▶ [EXERCISE]:
The answer required is how many lines of the following entries contain the word "light", with no other words.

▶ [THE INPUT]:

━━━

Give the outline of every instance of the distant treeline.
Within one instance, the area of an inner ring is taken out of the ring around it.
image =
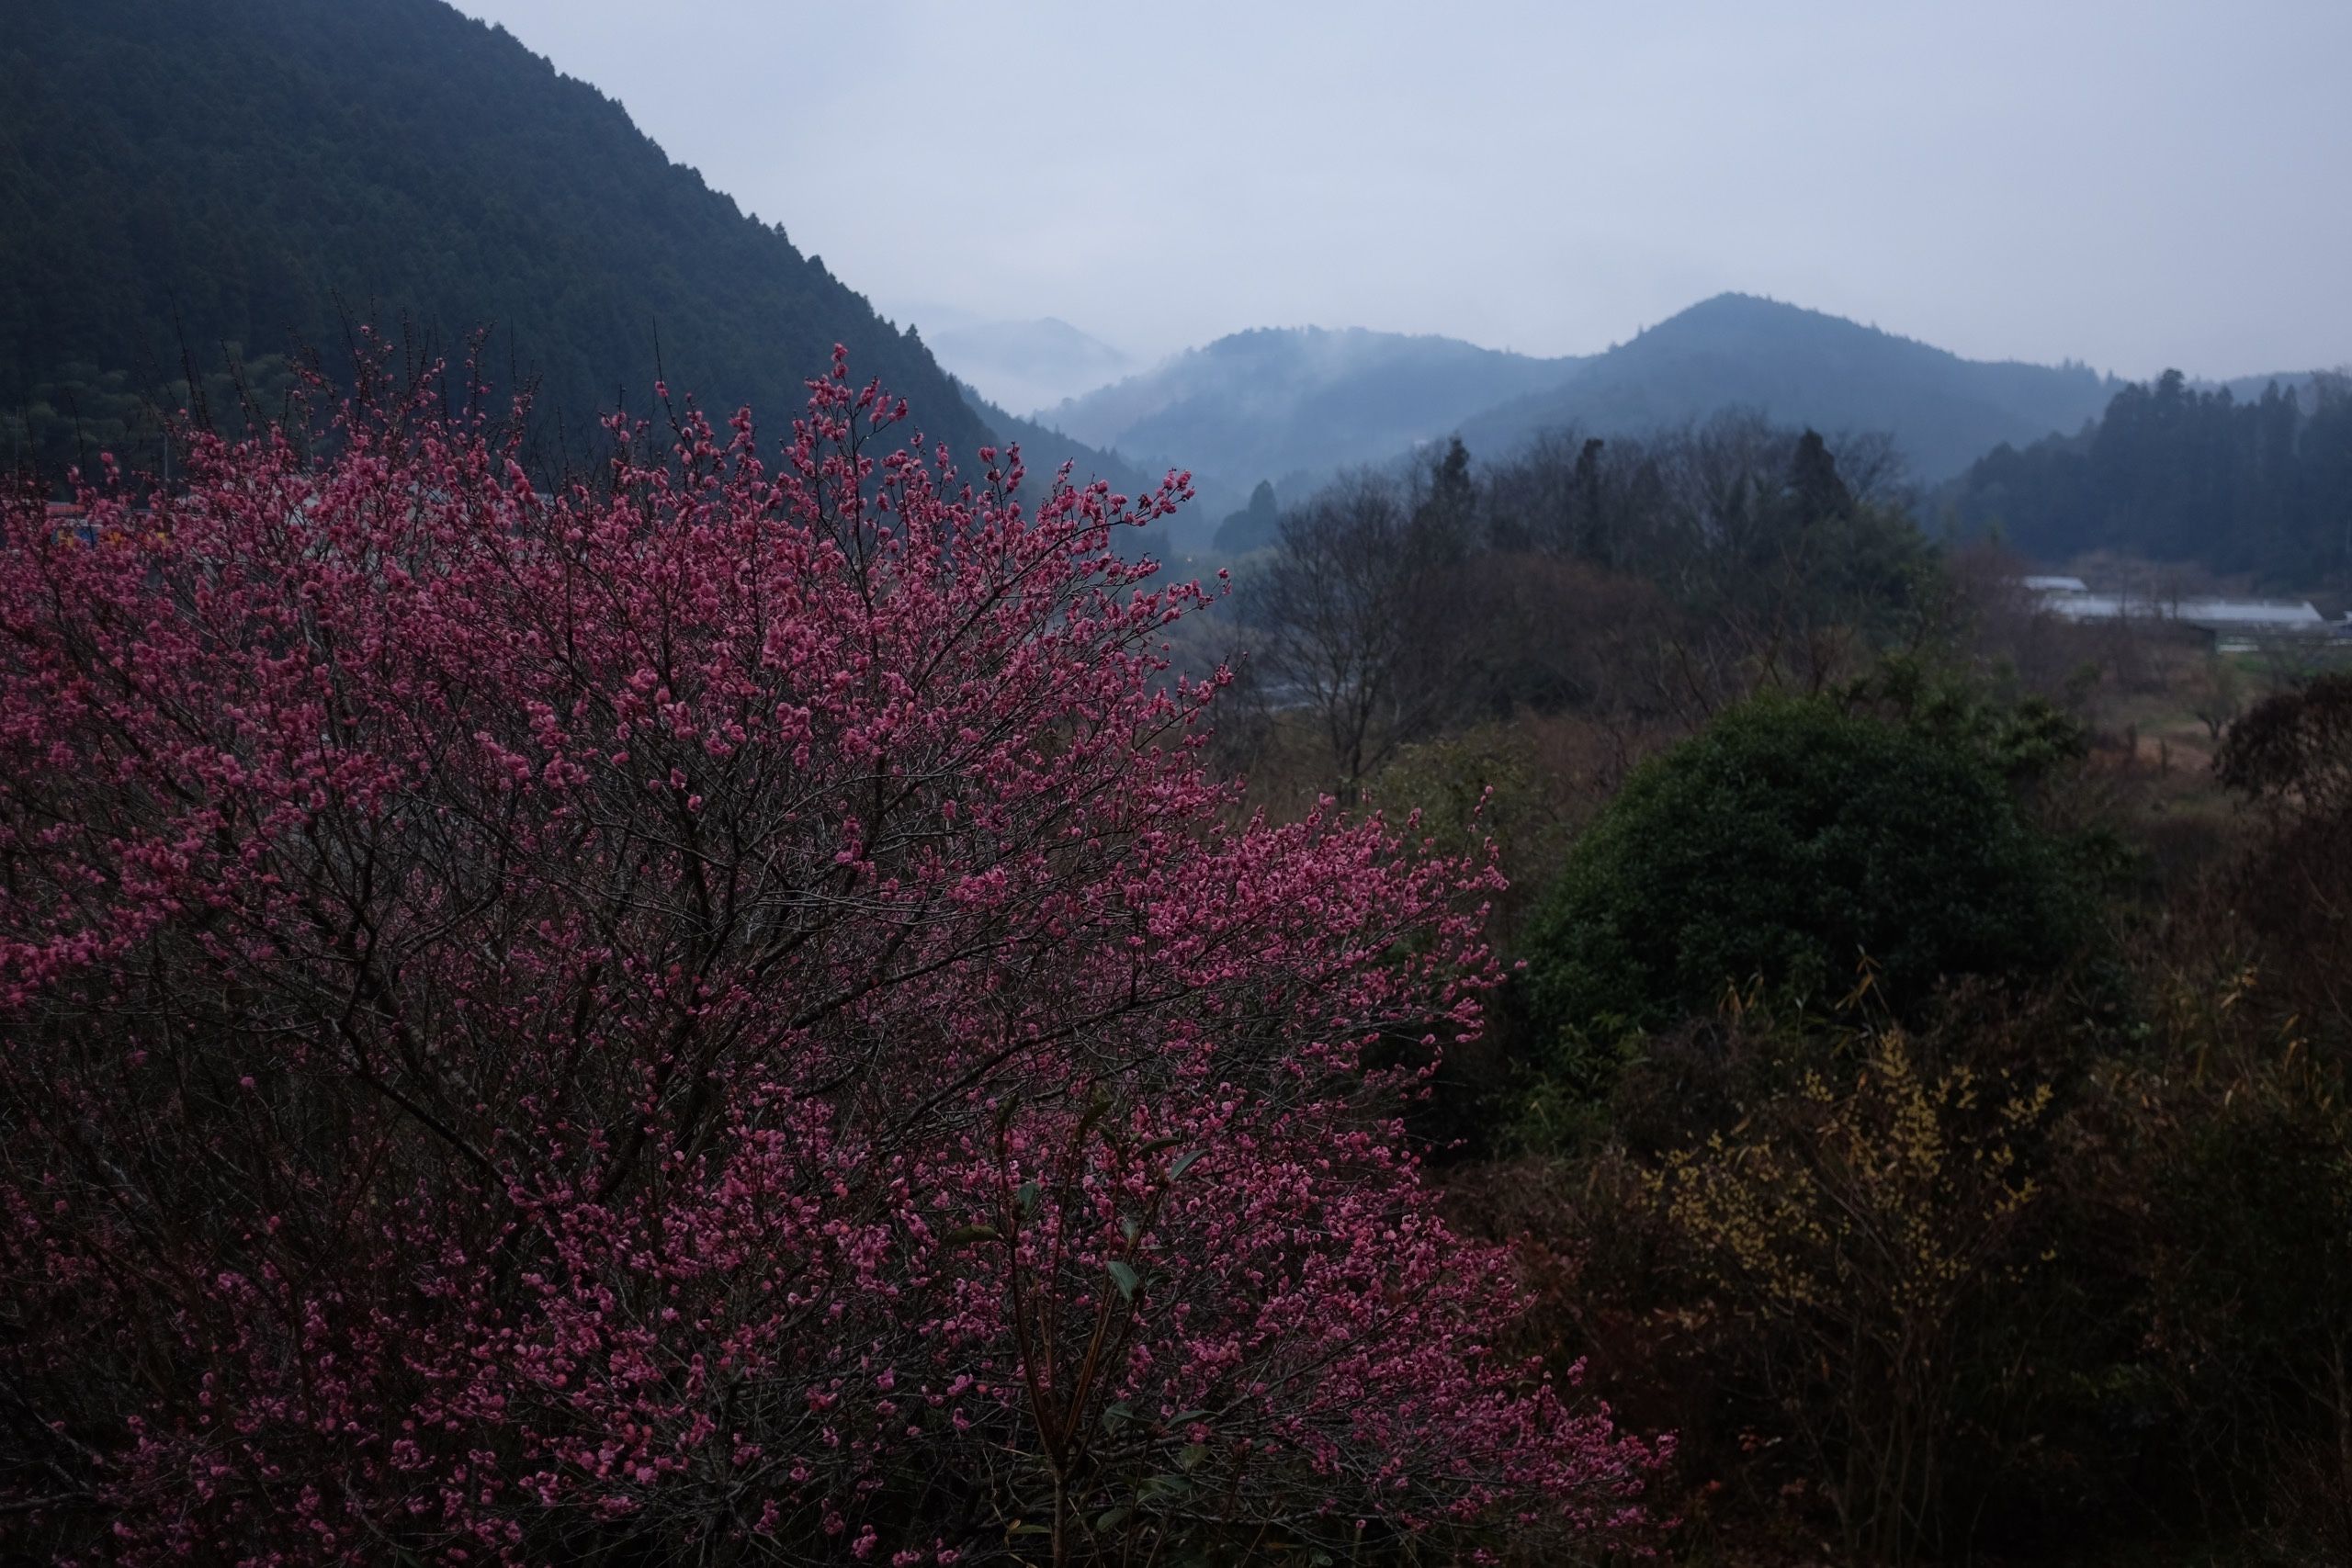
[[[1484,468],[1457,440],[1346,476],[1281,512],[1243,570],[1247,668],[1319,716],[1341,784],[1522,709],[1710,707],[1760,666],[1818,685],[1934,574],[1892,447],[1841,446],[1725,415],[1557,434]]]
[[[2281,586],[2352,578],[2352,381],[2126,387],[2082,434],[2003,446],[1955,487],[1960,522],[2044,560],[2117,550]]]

━━━

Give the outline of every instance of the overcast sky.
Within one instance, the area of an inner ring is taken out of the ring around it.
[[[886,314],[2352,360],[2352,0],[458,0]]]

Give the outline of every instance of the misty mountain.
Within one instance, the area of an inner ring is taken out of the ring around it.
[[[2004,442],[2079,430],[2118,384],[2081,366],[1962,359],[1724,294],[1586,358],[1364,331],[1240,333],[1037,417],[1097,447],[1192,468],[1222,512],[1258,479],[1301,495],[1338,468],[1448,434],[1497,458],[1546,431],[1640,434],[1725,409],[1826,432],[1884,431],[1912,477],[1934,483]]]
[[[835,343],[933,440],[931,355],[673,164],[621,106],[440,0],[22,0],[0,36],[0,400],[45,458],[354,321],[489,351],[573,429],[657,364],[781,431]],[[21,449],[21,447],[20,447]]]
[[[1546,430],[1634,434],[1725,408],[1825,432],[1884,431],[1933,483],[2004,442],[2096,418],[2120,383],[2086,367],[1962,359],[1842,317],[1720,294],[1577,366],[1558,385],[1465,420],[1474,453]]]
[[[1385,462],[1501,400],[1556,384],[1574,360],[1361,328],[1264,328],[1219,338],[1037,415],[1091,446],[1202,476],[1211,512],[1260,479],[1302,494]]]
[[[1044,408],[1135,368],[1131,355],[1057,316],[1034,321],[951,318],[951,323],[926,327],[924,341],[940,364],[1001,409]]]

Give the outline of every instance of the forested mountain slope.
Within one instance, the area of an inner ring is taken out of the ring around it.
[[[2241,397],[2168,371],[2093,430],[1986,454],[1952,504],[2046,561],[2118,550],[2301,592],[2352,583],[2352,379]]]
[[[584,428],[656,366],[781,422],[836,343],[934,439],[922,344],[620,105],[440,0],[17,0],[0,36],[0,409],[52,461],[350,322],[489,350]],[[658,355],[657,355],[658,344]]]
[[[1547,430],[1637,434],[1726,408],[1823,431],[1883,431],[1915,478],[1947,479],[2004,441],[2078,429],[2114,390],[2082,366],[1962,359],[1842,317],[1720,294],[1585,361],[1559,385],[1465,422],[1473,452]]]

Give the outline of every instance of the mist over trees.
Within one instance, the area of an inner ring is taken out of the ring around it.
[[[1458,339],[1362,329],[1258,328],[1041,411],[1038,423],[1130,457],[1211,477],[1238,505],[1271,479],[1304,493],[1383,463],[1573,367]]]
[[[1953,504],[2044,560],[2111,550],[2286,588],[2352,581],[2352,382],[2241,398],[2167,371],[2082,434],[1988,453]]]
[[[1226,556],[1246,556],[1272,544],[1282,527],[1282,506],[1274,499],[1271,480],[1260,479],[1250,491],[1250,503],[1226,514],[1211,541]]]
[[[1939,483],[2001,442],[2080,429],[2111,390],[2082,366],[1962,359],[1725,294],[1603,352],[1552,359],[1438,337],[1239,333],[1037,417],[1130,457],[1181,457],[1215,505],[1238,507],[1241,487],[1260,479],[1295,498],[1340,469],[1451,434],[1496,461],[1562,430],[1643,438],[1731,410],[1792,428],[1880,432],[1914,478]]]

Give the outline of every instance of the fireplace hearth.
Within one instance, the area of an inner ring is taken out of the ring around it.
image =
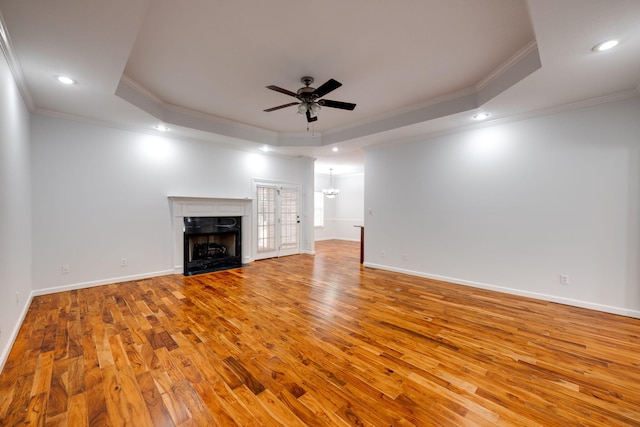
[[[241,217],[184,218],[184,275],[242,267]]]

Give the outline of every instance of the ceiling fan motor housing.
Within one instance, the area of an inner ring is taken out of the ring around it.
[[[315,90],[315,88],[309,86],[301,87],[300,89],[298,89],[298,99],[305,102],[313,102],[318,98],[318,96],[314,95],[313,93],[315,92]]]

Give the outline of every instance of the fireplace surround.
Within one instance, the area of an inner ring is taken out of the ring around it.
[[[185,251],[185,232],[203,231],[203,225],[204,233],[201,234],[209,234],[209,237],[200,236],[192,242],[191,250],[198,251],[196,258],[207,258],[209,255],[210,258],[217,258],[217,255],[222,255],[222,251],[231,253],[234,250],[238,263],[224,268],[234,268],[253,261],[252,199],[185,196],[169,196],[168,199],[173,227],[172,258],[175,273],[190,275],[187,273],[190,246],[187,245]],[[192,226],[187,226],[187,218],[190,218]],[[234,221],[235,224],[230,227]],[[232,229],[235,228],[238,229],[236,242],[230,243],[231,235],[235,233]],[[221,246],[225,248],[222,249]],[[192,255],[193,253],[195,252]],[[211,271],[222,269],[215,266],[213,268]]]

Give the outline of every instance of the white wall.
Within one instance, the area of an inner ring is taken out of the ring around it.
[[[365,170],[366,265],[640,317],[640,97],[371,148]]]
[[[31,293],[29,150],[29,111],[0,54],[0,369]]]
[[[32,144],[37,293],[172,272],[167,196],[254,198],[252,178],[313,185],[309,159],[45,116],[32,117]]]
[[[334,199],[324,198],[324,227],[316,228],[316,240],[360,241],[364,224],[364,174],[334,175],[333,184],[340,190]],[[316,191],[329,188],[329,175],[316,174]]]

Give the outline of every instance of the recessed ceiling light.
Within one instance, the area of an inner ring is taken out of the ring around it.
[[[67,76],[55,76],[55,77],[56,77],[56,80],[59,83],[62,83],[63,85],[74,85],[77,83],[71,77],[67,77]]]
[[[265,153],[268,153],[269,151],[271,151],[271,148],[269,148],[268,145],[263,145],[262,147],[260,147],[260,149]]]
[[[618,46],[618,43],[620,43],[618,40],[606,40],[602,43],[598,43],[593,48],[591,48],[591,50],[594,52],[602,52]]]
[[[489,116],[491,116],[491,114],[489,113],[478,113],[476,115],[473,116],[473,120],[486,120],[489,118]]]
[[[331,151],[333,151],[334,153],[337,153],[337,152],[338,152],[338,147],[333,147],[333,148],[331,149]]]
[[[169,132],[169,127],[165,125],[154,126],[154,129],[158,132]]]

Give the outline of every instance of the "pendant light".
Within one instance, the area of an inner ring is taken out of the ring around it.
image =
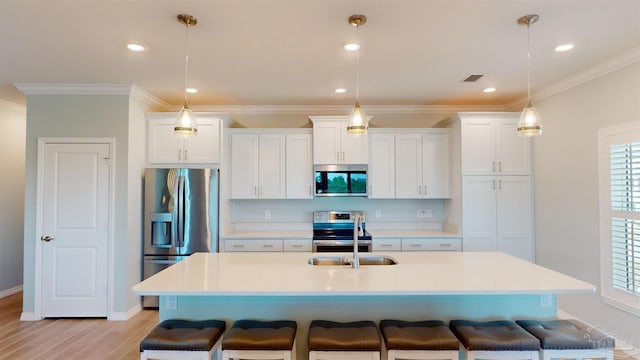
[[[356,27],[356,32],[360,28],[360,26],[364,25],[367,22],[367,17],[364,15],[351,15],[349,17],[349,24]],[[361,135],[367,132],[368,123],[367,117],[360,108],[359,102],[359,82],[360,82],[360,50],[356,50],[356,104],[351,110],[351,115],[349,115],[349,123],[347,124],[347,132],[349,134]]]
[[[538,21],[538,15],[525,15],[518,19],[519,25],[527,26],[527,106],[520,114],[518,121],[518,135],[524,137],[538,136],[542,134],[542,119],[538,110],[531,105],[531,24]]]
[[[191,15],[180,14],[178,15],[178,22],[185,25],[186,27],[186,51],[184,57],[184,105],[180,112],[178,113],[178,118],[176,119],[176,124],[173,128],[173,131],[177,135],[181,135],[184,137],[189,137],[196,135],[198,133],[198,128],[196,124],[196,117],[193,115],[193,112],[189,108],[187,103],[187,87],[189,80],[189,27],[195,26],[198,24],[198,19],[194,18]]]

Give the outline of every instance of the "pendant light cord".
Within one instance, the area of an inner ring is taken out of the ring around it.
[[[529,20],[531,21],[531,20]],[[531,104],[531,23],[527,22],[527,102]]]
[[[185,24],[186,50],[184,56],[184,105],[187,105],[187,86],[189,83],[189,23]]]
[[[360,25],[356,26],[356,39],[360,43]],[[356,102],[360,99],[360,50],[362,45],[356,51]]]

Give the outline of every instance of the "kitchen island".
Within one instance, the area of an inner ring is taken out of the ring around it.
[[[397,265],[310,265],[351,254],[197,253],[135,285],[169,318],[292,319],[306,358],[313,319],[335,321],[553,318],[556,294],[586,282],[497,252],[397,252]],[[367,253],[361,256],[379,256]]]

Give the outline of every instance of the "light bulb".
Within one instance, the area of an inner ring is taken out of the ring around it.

━━━

▶ [EXERCISE SOLUTION]:
4